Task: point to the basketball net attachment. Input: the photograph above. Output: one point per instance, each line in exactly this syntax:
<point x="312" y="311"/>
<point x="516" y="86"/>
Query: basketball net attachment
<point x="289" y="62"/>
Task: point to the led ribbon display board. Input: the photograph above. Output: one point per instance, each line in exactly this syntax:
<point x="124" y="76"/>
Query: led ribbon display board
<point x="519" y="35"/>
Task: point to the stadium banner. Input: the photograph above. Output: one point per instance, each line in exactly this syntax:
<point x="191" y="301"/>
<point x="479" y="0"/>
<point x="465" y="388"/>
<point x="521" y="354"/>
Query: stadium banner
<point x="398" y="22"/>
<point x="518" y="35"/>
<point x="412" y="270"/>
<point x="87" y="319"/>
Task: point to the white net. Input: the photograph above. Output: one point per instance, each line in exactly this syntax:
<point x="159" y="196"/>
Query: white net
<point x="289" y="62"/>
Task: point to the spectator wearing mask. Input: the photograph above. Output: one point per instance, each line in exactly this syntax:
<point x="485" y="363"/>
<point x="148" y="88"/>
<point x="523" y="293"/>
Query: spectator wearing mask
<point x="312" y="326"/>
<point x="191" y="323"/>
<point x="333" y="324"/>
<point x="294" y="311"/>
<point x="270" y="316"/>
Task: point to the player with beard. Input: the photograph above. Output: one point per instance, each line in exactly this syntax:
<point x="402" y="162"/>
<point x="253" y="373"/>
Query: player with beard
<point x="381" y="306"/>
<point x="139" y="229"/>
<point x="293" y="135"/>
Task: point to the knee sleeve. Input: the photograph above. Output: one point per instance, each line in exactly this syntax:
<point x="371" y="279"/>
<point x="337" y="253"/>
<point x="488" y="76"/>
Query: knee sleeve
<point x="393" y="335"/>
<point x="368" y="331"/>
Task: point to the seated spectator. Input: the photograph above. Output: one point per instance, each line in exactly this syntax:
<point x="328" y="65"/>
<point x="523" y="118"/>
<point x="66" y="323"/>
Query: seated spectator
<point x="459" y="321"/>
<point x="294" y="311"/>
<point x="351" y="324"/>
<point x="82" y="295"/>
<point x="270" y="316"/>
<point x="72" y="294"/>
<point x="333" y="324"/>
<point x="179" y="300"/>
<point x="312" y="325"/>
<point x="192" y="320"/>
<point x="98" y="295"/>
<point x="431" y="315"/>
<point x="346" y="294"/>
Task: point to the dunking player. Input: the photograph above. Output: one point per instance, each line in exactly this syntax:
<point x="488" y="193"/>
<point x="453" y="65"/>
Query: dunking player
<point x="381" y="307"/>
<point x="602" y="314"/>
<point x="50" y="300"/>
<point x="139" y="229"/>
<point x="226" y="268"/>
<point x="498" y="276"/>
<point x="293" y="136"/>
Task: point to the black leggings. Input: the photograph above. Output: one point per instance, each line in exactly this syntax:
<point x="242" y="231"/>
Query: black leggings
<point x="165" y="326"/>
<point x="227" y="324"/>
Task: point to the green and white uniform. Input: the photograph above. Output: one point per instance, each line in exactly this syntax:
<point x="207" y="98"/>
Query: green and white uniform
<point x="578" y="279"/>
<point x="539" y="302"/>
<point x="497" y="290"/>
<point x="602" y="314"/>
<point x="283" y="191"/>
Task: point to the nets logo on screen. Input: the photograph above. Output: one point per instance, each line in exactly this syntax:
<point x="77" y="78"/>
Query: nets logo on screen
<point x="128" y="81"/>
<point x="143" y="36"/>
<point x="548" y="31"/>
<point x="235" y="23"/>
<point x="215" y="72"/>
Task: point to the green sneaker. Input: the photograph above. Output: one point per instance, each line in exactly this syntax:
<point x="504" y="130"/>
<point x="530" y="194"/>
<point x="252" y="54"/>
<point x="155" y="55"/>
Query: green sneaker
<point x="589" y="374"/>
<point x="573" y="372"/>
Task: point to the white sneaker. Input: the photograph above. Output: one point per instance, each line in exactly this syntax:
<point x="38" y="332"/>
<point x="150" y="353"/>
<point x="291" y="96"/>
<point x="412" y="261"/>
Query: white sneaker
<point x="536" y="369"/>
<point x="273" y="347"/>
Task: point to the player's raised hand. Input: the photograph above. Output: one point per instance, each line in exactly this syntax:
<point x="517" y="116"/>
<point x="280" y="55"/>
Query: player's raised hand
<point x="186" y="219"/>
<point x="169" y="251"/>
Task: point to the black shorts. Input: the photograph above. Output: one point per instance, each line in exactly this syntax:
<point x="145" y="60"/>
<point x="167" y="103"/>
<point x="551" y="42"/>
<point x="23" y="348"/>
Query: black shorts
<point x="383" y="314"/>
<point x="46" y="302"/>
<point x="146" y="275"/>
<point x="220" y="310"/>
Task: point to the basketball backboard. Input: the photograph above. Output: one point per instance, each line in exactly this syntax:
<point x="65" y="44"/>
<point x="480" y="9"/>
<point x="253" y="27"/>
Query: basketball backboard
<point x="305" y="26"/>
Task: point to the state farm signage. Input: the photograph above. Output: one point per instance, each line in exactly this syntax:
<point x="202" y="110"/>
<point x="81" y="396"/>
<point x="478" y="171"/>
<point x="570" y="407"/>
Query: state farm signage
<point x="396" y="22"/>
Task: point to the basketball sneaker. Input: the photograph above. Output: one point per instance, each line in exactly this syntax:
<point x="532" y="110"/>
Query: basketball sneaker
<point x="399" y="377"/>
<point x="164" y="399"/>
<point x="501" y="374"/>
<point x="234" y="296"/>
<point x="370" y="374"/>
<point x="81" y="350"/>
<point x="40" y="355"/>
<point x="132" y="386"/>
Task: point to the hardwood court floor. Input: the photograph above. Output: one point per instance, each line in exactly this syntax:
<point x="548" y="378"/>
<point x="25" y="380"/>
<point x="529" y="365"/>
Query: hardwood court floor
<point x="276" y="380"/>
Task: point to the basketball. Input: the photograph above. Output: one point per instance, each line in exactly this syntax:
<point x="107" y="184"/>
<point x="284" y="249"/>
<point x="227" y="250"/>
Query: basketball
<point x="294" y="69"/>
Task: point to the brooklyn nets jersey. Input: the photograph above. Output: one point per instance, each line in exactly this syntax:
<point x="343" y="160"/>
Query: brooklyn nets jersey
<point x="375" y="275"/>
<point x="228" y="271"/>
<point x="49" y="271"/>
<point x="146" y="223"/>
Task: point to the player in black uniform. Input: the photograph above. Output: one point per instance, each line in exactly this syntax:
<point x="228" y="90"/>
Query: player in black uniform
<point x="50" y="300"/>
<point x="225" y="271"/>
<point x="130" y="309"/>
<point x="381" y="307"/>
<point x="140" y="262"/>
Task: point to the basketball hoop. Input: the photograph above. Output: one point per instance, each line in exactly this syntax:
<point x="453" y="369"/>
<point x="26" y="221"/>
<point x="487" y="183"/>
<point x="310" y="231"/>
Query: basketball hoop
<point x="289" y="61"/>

_Requirement:_
Restate the full data above, keeping each word intact.

_Output below:_
Task: point to the basketball net attachment. Input: the photograph above. Output: one point per instance, each line in exactly this syntax:
<point x="312" y="311"/>
<point x="516" y="86"/>
Query: basketball net attachment
<point x="289" y="62"/>
Task: point to the led ribbon display board. Input: the photograph above. Output: one point per instance, each line in exactly this syntax:
<point x="124" y="76"/>
Query: led ribbon display board
<point x="519" y="35"/>
Task: point to the stadium banner. Input: the photograph above. Output: one point per instance, each line in exactly this syntax:
<point x="191" y="301"/>
<point x="479" y="0"/>
<point x="465" y="388"/>
<point x="521" y="354"/>
Query: stadium banner
<point x="398" y="22"/>
<point x="518" y="35"/>
<point x="412" y="270"/>
<point x="87" y="319"/>
Task: point to the white net. Input: the photograph above. Output: one point per instance, each line in exactly this syntax:
<point x="159" y="196"/>
Query: white net
<point x="289" y="62"/>
Task: point to the spectator wearing mask. Input: the photograph above. Output: one point per instance, each line in exactly this syntax:
<point x="485" y="363"/>
<point x="148" y="88"/>
<point x="523" y="293"/>
Query: spectator wearing mask
<point x="312" y="326"/>
<point x="191" y="323"/>
<point x="333" y="324"/>
<point x="294" y="311"/>
<point x="270" y="316"/>
Task: point to the player with beard. Input: the photograph above. Output: one point per instance, each line in exactly this syntax:
<point x="402" y="162"/>
<point x="253" y="373"/>
Query: player with beard
<point x="381" y="306"/>
<point x="139" y="229"/>
<point x="293" y="135"/>
Task: point to the knee sleeve. Input: the photograph above. Output: one point per instance, each line in exactly this syntax:
<point x="371" y="279"/>
<point x="337" y="253"/>
<point x="488" y="76"/>
Query: knee sleeve
<point x="393" y="335"/>
<point x="368" y="331"/>
Task: point to the seated spectator. Input: the photograph above. Output: one point per instance, each line in exactly this syntax:
<point x="328" y="65"/>
<point x="523" y="118"/>
<point x="66" y="323"/>
Query: seated spectator
<point x="459" y="321"/>
<point x="294" y="311"/>
<point x="351" y="324"/>
<point x="82" y="295"/>
<point x="270" y="316"/>
<point x="72" y="294"/>
<point x="333" y="324"/>
<point x="179" y="300"/>
<point x="312" y="325"/>
<point x="192" y="320"/>
<point x="98" y="295"/>
<point x="431" y="315"/>
<point x="346" y="294"/>
Task: point to the dunking player. Input: the photograph above. Output: one point per instance, each line in exactly this syntax:
<point x="488" y="193"/>
<point x="453" y="65"/>
Query: dunking player
<point x="381" y="307"/>
<point x="602" y="314"/>
<point x="50" y="300"/>
<point x="139" y="229"/>
<point x="226" y="268"/>
<point x="498" y="276"/>
<point x="293" y="136"/>
Task: point to the black leggings. Input: the photograph above. Output: one point per instance, each line in exactly this syntax:
<point x="242" y="231"/>
Query: black leggings
<point x="165" y="326"/>
<point x="227" y="324"/>
Task: point to the green and white uniform. Input: the photograph above. Output: one point per instance, each line in exactly this syntax:
<point x="207" y="98"/>
Query: green and white uniform
<point x="578" y="279"/>
<point x="539" y="302"/>
<point x="497" y="290"/>
<point x="602" y="314"/>
<point x="283" y="191"/>
Task: point to the nets logo on screen. Input: the photograph above. Output: one point per instance, each line in exactly this syntax:
<point x="77" y="78"/>
Query: nets logo on screen
<point x="128" y="81"/>
<point x="143" y="36"/>
<point x="548" y="31"/>
<point x="235" y="23"/>
<point x="215" y="72"/>
Task: point to the green sneaker. Input: the photograph above. Output: one point per instance, each line in exactly this syntax:
<point x="504" y="130"/>
<point x="530" y="194"/>
<point x="252" y="54"/>
<point x="155" y="55"/>
Query: green sneaker
<point x="589" y="374"/>
<point x="573" y="372"/>
Task: point to the white sneaker. Input: the photograph above. Output: one point per instance, each line in exactly this syntax:
<point x="38" y="332"/>
<point x="150" y="353"/>
<point x="291" y="96"/>
<point x="412" y="261"/>
Query: white sneaker
<point x="536" y="369"/>
<point x="273" y="347"/>
Task: point to the player's raised hand. Input: the photograph above. Output: one point per instance, each line in exactly this syntax:
<point x="517" y="116"/>
<point x="280" y="55"/>
Query: player's raised hand
<point x="186" y="219"/>
<point x="169" y="251"/>
Task: point to the black shorts. Input: the photograph above. Output: one point per instance, each line in exactly this syntax:
<point x="145" y="60"/>
<point x="167" y="103"/>
<point x="551" y="42"/>
<point x="23" y="348"/>
Query: black shorts
<point x="383" y="314"/>
<point x="46" y="302"/>
<point x="146" y="275"/>
<point x="220" y="310"/>
Task: point to the basketball backboard. Input: the photograph above. Output: one point per instance, each line in exactly this syntax:
<point x="65" y="44"/>
<point x="480" y="9"/>
<point x="253" y="27"/>
Query: basketball backboard
<point x="305" y="26"/>
Task: point to the state farm signage. Input: the photograph above. Output: one point per instance, each line in exactly this syntax:
<point x="202" y="110"/>
<point x="81" y="396"/>
<point x="478" y="171"/>
<point x="570" y="407"/>
Query: state farm signage
<point x="396" y="22"/>
Task: point to the basketball sneaker. Input: the photograph above. Output: one point per instance, each line in exactly this syntax:
<point x="532" y="110"/>
Query: basketball sneaker
<point x="399" y="377"/>
<point x="164" y="399"/>
<point x="501" y="374"/>
<point x="234" y="296"/>
<point x="370" y="374"/>
<point x="81" y="350"/>
<point x="40" y="355"/>
<point x="132" y="386"/>
Task: point to the hardwood court floor. Input: the photograph above. Output: one point per instance, each line in exactly this syntax:
<point x="548" y="378"/>
<point x="25" y="380"/>
<point x="529" y="365"/>
Query: hardwood court floor
<point x="276" y="380"/>
Task: point to the basketball. Input: the photograph above. Output: one point per instance, each line in exactly this syntax:
<point x="107" y="184"/>
<point x="284" y="249"/>
<point x="227" y="250"/>
Query: basketball
<point x="294" y="69"/>
Task: point to the brooklyn nets jersey. Input: the photograph above. Output: one point per instance, each line in exactly this syntax:
<point x="343" y="160"/>
Query: brooklyn nets jersey
<point x="375" y="275"/>
<point x="228" y="271"/>
<point x="49" y="271"/>
<point x="146" y="223"/>
Task: point to the player in black uniform. Input: the photograph above. Output: one point per instance, each line in exactly this syntax:
<point x="228" y="90"/>
Query: player in black uniform
<point x="50" y="300"/>
<point x="225" y="271"/>
<point x="130" y="309"/>
<point x="381" y="307"/>
<point x="140" y="262"/>
Task: point to the basketball hoop. Input: the photograph above. Output: one point per instance, each line in exactly this syntax:
<point x="453" y="369"/>
<point x="26" y="221"/>
<point x="487" y="183"/>
<point x="310" y="231"/>
Query: basketball hoop
<point x="289" y="61"/>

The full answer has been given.